[Excerpts from location labeling data]
==============================

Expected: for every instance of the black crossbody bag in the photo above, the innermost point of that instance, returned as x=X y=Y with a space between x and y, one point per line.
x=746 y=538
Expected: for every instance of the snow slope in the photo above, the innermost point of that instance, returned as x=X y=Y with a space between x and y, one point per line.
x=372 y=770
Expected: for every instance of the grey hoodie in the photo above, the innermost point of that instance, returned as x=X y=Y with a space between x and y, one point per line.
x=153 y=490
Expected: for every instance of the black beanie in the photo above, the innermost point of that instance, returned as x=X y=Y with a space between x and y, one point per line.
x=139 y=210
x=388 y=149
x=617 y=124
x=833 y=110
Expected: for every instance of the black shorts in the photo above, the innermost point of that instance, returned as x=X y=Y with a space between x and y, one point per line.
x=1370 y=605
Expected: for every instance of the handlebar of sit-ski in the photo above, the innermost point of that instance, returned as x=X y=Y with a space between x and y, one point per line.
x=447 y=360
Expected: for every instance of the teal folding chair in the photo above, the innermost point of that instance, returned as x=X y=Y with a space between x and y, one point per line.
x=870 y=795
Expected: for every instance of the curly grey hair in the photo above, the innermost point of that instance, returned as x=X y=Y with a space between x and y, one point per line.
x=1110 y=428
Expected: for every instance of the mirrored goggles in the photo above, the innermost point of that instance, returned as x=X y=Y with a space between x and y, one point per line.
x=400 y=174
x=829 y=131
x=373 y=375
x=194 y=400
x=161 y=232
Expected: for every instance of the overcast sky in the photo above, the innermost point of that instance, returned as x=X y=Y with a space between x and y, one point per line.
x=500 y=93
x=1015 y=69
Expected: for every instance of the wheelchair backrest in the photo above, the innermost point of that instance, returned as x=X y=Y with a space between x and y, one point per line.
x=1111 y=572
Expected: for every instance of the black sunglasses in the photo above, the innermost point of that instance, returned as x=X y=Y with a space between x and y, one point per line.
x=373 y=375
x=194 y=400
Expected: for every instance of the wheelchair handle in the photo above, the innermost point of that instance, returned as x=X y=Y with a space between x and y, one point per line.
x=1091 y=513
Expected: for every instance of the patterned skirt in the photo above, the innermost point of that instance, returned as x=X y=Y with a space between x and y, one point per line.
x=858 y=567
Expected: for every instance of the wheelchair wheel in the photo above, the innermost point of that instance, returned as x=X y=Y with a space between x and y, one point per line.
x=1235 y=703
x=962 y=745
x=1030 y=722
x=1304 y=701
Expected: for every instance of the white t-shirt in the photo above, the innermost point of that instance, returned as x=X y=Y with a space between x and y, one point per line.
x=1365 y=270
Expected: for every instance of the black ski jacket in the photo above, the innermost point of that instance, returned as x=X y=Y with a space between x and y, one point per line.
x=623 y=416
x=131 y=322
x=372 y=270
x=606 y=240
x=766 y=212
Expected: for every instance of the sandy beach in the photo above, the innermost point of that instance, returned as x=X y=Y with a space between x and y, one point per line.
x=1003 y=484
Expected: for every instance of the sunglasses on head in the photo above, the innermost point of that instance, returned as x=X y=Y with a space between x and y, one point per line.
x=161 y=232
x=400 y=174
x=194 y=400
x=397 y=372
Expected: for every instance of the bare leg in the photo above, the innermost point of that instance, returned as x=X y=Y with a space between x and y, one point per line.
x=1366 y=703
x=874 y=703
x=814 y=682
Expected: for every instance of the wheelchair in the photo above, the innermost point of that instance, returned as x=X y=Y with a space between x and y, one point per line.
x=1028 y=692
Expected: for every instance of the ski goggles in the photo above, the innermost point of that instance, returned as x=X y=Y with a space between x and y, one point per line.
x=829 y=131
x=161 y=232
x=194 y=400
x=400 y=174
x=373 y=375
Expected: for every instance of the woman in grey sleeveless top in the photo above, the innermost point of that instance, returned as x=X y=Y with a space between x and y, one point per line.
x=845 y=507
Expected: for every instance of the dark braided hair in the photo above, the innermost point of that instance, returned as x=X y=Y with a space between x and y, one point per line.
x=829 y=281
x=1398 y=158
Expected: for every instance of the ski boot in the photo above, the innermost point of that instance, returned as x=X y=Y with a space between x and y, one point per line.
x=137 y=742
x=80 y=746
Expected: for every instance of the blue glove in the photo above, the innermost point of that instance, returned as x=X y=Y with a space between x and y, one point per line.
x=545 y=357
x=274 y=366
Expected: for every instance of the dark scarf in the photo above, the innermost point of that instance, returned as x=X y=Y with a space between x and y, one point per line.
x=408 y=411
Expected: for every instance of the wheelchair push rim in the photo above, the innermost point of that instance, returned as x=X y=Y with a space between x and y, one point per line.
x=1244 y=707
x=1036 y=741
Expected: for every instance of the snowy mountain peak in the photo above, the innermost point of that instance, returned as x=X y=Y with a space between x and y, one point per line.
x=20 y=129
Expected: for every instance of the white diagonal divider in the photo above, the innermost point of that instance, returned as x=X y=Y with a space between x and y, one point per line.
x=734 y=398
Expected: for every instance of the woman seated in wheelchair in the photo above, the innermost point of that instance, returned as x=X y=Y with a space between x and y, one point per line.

==============================

[EXERCISE] Put every line of the items above into a numbered list, leaving out any blank lines.

[RESULT OF THE TASK]
1. Expected: for every instance of the black crossbody bag in the photo above, the innermost point of that instance, returned as x=X y=Y with a space between x and y, one point per line.
2. x=746 y=538
3. Expected: for every instance of the snow slope in the photo above, the innermost point of that instance, returned as x=X y=Y with a space between x and y, one point per line.
4. x=372 y=770
5. Expected: for every instance of the grey hoodie in the photo above, the innermost point of that instance, returned as x=X y=Y with a space between x and y, one point per line.
6. x=153 y=490
7. Expected: for every instance of the black beanie in the photo above, the innermost point of that instance, returned as x=X y=Y with a space between x and y, one point per line.
8. x=139 y=210
9. x=388 y=149
10. x=617 y=124
11. x=833 y=110
12. Expected: for every instance of the black shorts in the photo above, the innermost point of that instance, returned as x=X y=Y with a space between x and y, one point per line.
13. x=1370 y=605
14. Expected: for every instance of the handlebar of sit-ski in the photo above, the innermost point of that instance, returned as x=X y=Y with a space between x and y, one point per line.
15. x=447 y=360
16. Expected: for every instance of the teal folding chair in the photo above, the innermost point of that instance, returned as x=X y=Y with a space between x and y, one point per line.
17. x=870 y=795
18. Expected: for every instance of the curly grey hair in the photo above, the innermost point of that instance, returned as x=X y=Y with a space between x and y, one point per line.
19. x=1110 y=428
20. Expected: for every instance of the mirrored goggles in the photo above, the innermost point of that instance, returned as x=X y=Y with a space between x and y, one point per line.
21. x=400 y=174
22. x=829 y=131
23. x=373 y=375
24. x=194 y=400
25. x=161 y=232
26. Expected: for every instance of the overcast sky in the photo above, the innermost point of that instance, returned as x=X y=Y with a space between x and y, one point per line.
27. x=500 y=93
28. x=1015 y=69
29. Expected: for every instance of the wheelchair backrest in the photo above, the innermost point of that instance, returned as x=X y=Y with a space between x and y, one point per line.
30. x=1111 y=572
31. Expected: for every instance of the black sunglasses in the photo above, the innermost point of that instance, returned as x=X y=Y with a space between x and y, one point per line.
32. x=373 y=375
33. x=194 y=400
34. Expected: for every instance of the wheelchair handle in the photo above, the innermost point of that instance, returned as x=X y=Y with a space between x and y, one point per line.
35. x=1091 y=513
36. Expected: for every instance of the patterned skirt in the photo above, the innermost point of that instance, returned as x=X y=Y with a space between x and y, one point per line.
37. x=858 y=567
38. Expected: for every instance of the wheelchair wheel in the photo above, the innermost point of that instance, returned as x=X y=Y with a space between x and y, one point per line.
39. x=1235 y=703
40. x=962 y=745
41. x=1030 y=722
42. x=1304 y=701
43. Expected: for every instance of the white t-shirt in the photo above, the innermost point of that instance, returned as x=X y=Y with a space between x and y, one point per line.
44. x=1365 y=270
45. Expected: for every instance of the black ski jacket in the photo above, the innermost point of that instance, returned as x=X y=Y with a space between x and y, one point per line.
46. x=623 y=416
47. x=131 y=322
48. x=372 y=270
49. x=606 y=240
50. x=766 y=212
51. Expected: for every instance of the sandy beach in the photo above, the innermost point of that instance, returned as x=X y=Y with a space between x and y, one point per line.
52. x=1003 y=484
53. Expected: for every instance of the sunglasses on head in the photo above, the innermost point of that instance, returned as x=X y=Y with a space between x and y, one point per line.
54. x=161 y=232
55. x=400 y=174
56. x=194 y=400
57. x=397 y=372
58. Expected: for every instance of the bare leg in the photo above, the innermost point of that instance, returned as x=X y=Y with a space between x and y, one point per line.
59. x=1366 y=703
60. x=874 y=703
61. x=814 y=682
62. Expected: for every instance of the wheelchair in the photo above, the innermost point of that instance, returned as x=X y=Y with a space between x and y, one point per line.
63. x=1028 y=692
64. Expected: for every instance of the ski goggles in the photo above, the innermost point of that instance, returned as x=X y=Y with a space between x and y, one point per line.
65. x=829 y=131
66. x=161 y=232
67. x=194 y=400
68. x=400 y=174
69. x=373 y=375
70. Expected: for every instance of the woman in grey sleeveless top in the photo above, the innermost point of that instance, returned as x=X y=Y with a space between x and y, one point per line.
71. x=845 y=507
72. Expected: for every instance of the dark braided hair in the photo above, the innermost point of that instance, returned as x=X y=Y with a space between x and y, one point per line.
73. x=829 y=281
74. x=1398 y=158
75. Expected: for every instance of the ski boot in the photo above, the innermost point of that instance, returned as x=X y=Y with a space between x and y, one point per line.
76. x=137 y=742
77. x=80 y=746
78. Expected: for every instance of the blue glove in the photo above, the innermost point of that instance, returned as x=X y=Y with a space between x and y, one point per line.
79. x=545 y=357
80. x=274 y=366
81. Expected: for every instance of the dark scarf in the photo above, the innermost point of that instance, returned as x=X y=Y with a space between x and y, one point per line.
82. x=408 y=411
83. Expected: for every instance of the wheelchair push rim in the photo above, the innermost point of that instance, returned as x=X y=Y with a space between x and y, one point per line.
84. x=1244 y=707
85. x=1036 y=741
86. Expected: for every instance of the snowy mountain peak in the photo above, the innermost point of that instance, returned as x=X y=Y with a space between x and y, one point per line.
87. x=20 y=129
88. Expected: for every instance of the white diagonal divider in the photo above, the innermost point of that instance, returned as x=X y=Y with a space between x and y, one point per line.
89. x=734 y=398
90. Expected: for every instance of the woman seated in wheelchair in the photo above, the innermost point of that instance, returned as x=X y=Y with a space between x and y, one point per line.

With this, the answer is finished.